::: Raw records
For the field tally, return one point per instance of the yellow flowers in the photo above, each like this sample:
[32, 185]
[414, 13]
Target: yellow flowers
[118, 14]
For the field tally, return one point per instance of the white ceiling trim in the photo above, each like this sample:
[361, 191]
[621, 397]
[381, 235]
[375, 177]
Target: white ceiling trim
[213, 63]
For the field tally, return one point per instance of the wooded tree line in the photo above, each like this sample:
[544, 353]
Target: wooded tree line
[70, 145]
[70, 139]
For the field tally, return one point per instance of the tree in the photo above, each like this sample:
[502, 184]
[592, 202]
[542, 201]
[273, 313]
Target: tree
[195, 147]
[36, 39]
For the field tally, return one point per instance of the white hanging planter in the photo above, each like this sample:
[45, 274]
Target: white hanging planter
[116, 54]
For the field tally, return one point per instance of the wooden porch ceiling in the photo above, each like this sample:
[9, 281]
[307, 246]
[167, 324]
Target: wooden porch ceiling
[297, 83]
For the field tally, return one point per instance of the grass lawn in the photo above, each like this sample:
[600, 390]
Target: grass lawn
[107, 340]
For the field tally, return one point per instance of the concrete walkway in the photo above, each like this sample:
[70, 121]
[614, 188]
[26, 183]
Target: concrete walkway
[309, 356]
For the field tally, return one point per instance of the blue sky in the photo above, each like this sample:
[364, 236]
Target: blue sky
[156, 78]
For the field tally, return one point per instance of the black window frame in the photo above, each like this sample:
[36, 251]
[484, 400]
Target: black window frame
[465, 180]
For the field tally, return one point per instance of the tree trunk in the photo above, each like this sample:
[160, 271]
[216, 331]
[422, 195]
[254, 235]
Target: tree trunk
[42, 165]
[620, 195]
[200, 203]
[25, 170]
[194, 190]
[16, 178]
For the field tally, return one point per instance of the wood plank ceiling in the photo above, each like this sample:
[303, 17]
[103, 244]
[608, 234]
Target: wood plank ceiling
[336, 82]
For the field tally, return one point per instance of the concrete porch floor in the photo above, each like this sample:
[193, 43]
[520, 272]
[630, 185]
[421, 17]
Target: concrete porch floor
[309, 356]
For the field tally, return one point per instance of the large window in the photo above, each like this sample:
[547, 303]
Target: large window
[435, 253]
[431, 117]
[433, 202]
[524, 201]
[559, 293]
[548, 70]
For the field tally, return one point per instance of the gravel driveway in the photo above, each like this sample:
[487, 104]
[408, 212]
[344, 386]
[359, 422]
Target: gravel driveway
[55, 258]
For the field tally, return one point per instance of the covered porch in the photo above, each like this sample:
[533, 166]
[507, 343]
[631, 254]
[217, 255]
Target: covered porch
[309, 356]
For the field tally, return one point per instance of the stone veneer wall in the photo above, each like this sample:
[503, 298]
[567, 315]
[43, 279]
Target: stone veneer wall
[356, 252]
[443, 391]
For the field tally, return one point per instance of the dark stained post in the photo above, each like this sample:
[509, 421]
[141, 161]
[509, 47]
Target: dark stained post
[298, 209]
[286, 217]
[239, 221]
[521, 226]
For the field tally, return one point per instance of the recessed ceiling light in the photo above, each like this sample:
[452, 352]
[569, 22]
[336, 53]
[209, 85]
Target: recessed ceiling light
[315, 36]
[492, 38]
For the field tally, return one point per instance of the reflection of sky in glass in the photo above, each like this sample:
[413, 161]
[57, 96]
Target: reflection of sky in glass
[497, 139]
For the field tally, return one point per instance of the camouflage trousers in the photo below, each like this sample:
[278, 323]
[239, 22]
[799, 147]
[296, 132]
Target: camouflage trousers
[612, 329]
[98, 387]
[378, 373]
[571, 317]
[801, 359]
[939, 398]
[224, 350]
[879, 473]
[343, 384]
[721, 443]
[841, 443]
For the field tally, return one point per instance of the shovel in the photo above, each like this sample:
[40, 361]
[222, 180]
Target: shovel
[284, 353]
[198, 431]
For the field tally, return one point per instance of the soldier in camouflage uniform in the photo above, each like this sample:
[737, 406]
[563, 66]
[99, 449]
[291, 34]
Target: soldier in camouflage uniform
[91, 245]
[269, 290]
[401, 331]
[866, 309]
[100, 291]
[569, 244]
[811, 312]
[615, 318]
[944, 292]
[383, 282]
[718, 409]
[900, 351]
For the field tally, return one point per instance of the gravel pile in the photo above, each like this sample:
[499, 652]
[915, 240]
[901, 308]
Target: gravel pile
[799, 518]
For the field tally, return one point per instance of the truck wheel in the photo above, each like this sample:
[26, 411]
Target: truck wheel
::::::
- _Given problem_:
Rewrite all of the items above, replacing "field tally" with "site count" wherever it occurs and leaving every other word and number unchanged.

- _Finished exercise_:
For the site count, return one point per instance of the yellow flowers in the photo above, each like this sample:
[32, 185]
[414, 13]
Target: yellow flowers
[118, 14]
For the site count, return one point per instance of the white ceiling trim in the photo above, each like this sample:
[361, 191]
[621, 397]
[381, 235]
[375, 177]
Target: white ceiling trim
[213, 63]
For the site count, return one point per instance of the wooded tree line in the photo above, each like this sample:
[544, 353]
Target: wooded tree line
[70, 145]
[70, 139]
For the site count, return one point per instance of the tree in the photo above, each like this sample:
[502, 184]
[592, 202]
[542, 201]
[273, 313]
Target: tree
[195, 147]
[36, 39]
For the site count, return one point per instance of the white hanging planter in the photo above, each like this sample:
[45, 274]
Target: white hanging planter
[116, 54]
For the site count, return one point per instance of the wooden porch ceiling in the photo above, each like this sample:
[9, 281]
[307, 246]
[167, 324]
Target: wooden porch ceiling
[297, 83]
For the site count, return one point per instance of the grass lawn in the photo above, each like this sample:
[600, 390]
Target: grass lawn
[107, 340]
For the site count, return one point per instance of the concrete walkway in the photo above, each like this sample:
[70, 121]
[614, 188]
[26, 183]
Target: concrete walkway
[309, 356]
For the site count, return one point per instance of the blue sky in the photo above, each like this sample:
[364, 236]
Target: blue sky
[156, 78]
For the site count, return one point per instance of the black window frame in the photo above, each like this sample:
[36, 251]
[484, 400]
Target: black window frame
[465, 180]
For the site count, return one point per instance of the tree trunk in the photo above, each like this sample:
[160, 271]
[216, 331]
[422, 195]
[254, 235]
Target: tree trunk
[42, 165]
[620, 195]
[200, 203]
[25, 170]
[194, 190]
[16, 178]
For the site count, return one point per instance of the wood plank ceiling in the photo above, each like this sample:
[303, 17]
[103, 244]
[608, 234]
Target: wood plank ceiling
[336, 82]
For the site count, return one point per instance of the concrete porch floor in the photo above, each like this sample:
[193, 43]
[520, 272]
[630, 185]
[421, 17]
Target: concrete porch floor
[309, 356]
For the site count, return one point per instance of the large window in the photo above, each like this sample:
[547, 303]
Target: large window
[435, 253]
[431, 117]
[433, 202]
[524, 201]
[559, 293]
[548, 70]
For the site count, return one point per instance of the gravel driveway in the photo above, each like this sample:
[487, 104]
[408, 212]
[344, 386]
[359, 422]
Target: gravel driveway
[55, 258]
For the site count, return one point per instance of the covered porch in the photo above, each like this sample:
[533, 166]
[507, 343]
[631, 254]
[217, 255]
Target: covered porch
[309, 356]
For the site count, return one point per instance of the stone veneer wall in the photo above, each like this sample:
[503, 298]
[567, 315]
[43, 279]
Target: stone veneer wall
[356, 252]
[443, 391]
For the site count, return one point per instance of the dark stained post in the photo above, each like this sample:
[509, 421]
[141, 161]
[509, 47]
Target: dark stained post
[298, 209]
[286, 217]
[239, 221]
[521, 226]
For the site count, return one point per instance of the recessed ceiling light in the photo above, each like this sample:
[452, 352]
[569, 22]
[336, 53]
[209, 85]
Target: recessed ceiling light
[315, 36]
[492, 38]
For the site count, return one point per instance of the reflection of sky in glass in the photo above, each like this sample:
[413, 161]
[57, 96]
Target: reflection of sky in glass
[497, 139]
For the site count, return one point per instance of the camouflage trousers in the photo below, each like this sample:
[278, 323]
[239, 22]
[799, 147]
[296, 132]
Target: camouflage trousers
[612, 329]
[98, 387]
[378, 373]
[571, 317]
[801, 359]
[939, 398]
[224, 350]
[879, 473]
[343, 384]
[721, 443]
[841, 443]
For the site count, return one point per instance of the shovel in the photo above, each like this sample:
[40, 361]
[222, 180]
Target: shovel
[284, 353]
[198, 431]
For the site count, return one point per instance of the soldier in camouflage uniform in the photo above, each like this sample:
[737, 406]
[563, 66]
[99, 449]
[291, 34]
Target: soldier in camouflage uniform
[91, 245]
[269, 290]
[401, 331]
[866, 309]
[100, 291]
[569, 244]
[811, 312]
[615, 318]
[944, 292]
[383, 282]
[718, 409]
[900, 351]
For the site count, return one point per instance of the gravel pile in the photo above, each like this sample:
[499, 652]
[915, 240]
[901, 308]
Target: gravel pile
[799, 518]
For the site count, return one point per instance of the truck wheel in the photo above, each like this sample:
[26, 411]
Target: truck wheel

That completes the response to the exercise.